* EXERCISE GOAL: Render this sentence from the forum thread about the P0341 cam sensor error into Spanish: "Two weeks ago the check engine-OBD light came on."

··· EXTRACT ···

# Help! OBD P0341 cam sensor reporting INTERMITTANT ERROR



## Gary_98Cabrio (Sep 4, 2009)

I went through the current and archived forums and I don't see a discussion on the 1998 Cabrio 2L or equivalnet on INTERMITTANT OBD error code reading.
I have had the car 6 weeks. Two weeks ago the check engine-OBD light came on. The fairly close O'Reilly's store was nice enough to let me use an OBD reader...FREE! ( the dealer 50 miles away wanted $37 to just read my OBD). 
It read ( I lost my note! ) "....( P0341 cam sensor postion error...lean burn. BAnk one - ok.. Bank two-not supported).." 
So.. I erased the OBD and started the engine.. got no warning light. Goody!... maybe. Ten? days later the light comes on again. This time I sprayed the connector male and female side with CRC 2-26 and plugged it in - out a dozen times...started the engine... no warning light. The car is on jacks now awaiting new brake pads and slider pins. If the light comes on a third time at a near-in date... should I change the sensor...or...at 127,000 miles should I suspect I need a new...expensive to me... timing belt? Maybe I answered my question.. since the sensor is relatively inexpensive I should go trial and error and change the sensor...yes... no? Comments?

··· LISTED ENTRIES ···

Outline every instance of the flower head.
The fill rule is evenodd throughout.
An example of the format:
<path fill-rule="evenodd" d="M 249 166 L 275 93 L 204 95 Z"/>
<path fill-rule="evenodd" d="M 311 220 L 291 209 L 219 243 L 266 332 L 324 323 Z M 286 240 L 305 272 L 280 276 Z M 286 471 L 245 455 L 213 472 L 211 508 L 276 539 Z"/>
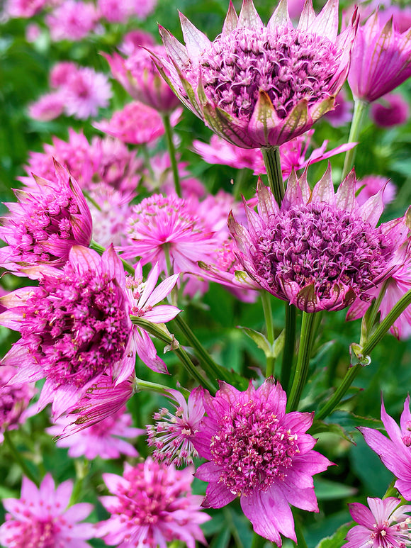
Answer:
<path fill-rule="evenodd" d="M 90 548 L 85 541 L 96 536 L 91 523 L 79 523 L 91 512 L 87 503 L 67 508 L 72 481 L 57 488 L 50 474 L 40 488 L 23 478 L 21 498 L 4 498 L 6 522 L 0 525 L 0 543 L 6 548 Z"/>
<path fill-rule="evenodd" d="M 306 312 L 342 310 L 385 279 L 395 264 L 400 220 L 376 227 L 381 193 L 361 207 L 352 172 L 336 194 L 330 168 L 313 191 L 306 173 L 292 174 L 278 208 L 259 184 L 259 213 L 247 208 L 248 229 L 229 219 L 244 269 L 260 286 Z"/>
<path fill-rule="evenodd" d="M 404 403 L 400 426 L 385 411 L 381 402 L 381 420 L 389 438 L 373 428 L 359 427 L 368 445 L 398 478 L 395 486 L 407 501 L 411 499 L 411 413 L 410 396 Z"/>
<path fill-rule="evenodd" d="M 62 270 L 25 273 L 39 285 L 2 298 L 0 324 L 21 333 L 3 362 L 16 367 L 15 384 L 45 377 L 39 407 L 52 401 L 59 416 L 103 374 L 120 383 L 133 371 L 124 271 L 112 247 L 100 257 L 74 246 Z"/>
<path fill-rule="evenodd" d="M 188 548 L 195 548 L 196 540 L 204 543 L 198 525 L 210 518 L 201 511 L 201 497 L 191 494 L 192 471 L 148 458 L 135 466 L 125 464 L 123 477 L 103 474 L 113 496 L 101 498 L 111 517 L 99 524 L 99 536 L 122 548 L 157 548 L 172 540 Z"/>
<path fill-rule="evenodd" d="M 192 464 L 193 457 L 198 454 L 191 440 L 204 416 L 203 388 L 198 386 L 192 390 L 188 402 L 178 390 L 170 388 L 169 392 L 176 410 L 171 413 L 163 408 L 154 413 L 155 424 L 147 427 L 148 444 L 155 447 L 153 457 L 159 462 Z"/>
<path fill-rule="evenodd" d="M 330 461 L 313 447 L 308 413 L 286 413 L 286 396 L 272 379 L 240 392 L 225 383 L 204 395 L 206 417 L 193 443 L 202 464 L 196 477 L 209 484 L 203 505 L 221 508 L 240 497 L 254 531 L 281 545 L 280 533 L 296 541 L 289 505 L 318 511 L 313 475 Z"/>
<path fill-rule="evenodd" d="M 411 506 L 400 506 L 400 498 L 367 498 L 369 508 L 359 503 L 349 504 L 359 525 L 350 529 L 344 548 L 404 548 L 411 544 Z"/>
<path fill-rule="evenodd" d="M 307 2 L 297 28 L 286 0 L 266 27 L 252 0 L 230 2 L 213 42 L 181 16 L 186 47 L 160 27 L 171 62 L 153 53 L 182 102 L 215 133 L 244 148 L 281 145 L 333 108 L 349 66 L 356 20 L 337 36 L 338 2 L 315 17 Z"/>
<path fill-rule="evenodd" d="M 1 219 L 3 267 L 63 264 L 73 245 L 87 246 L 91 239 L 91 216 L 76 181 L 54 162 L 52 180 L 34 177 L 31 188 L 16 191 L 17 203 L 6 205 L 10 214 Z"/>
<path fill-rule="evenodd" d="M 400 33 L 376 11 L 359 28 L 348 82 L 356 99 L 371 102 L 411 76 L 411 29 Z"/>

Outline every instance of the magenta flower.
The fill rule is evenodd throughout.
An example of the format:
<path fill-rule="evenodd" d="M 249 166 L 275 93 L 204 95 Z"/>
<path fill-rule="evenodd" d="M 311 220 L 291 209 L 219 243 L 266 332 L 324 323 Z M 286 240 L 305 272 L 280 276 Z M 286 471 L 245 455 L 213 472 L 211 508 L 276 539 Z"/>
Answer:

···

* COMPLETE ANSWER: Hace dos semanas se encendió la luz de check engine-OBD.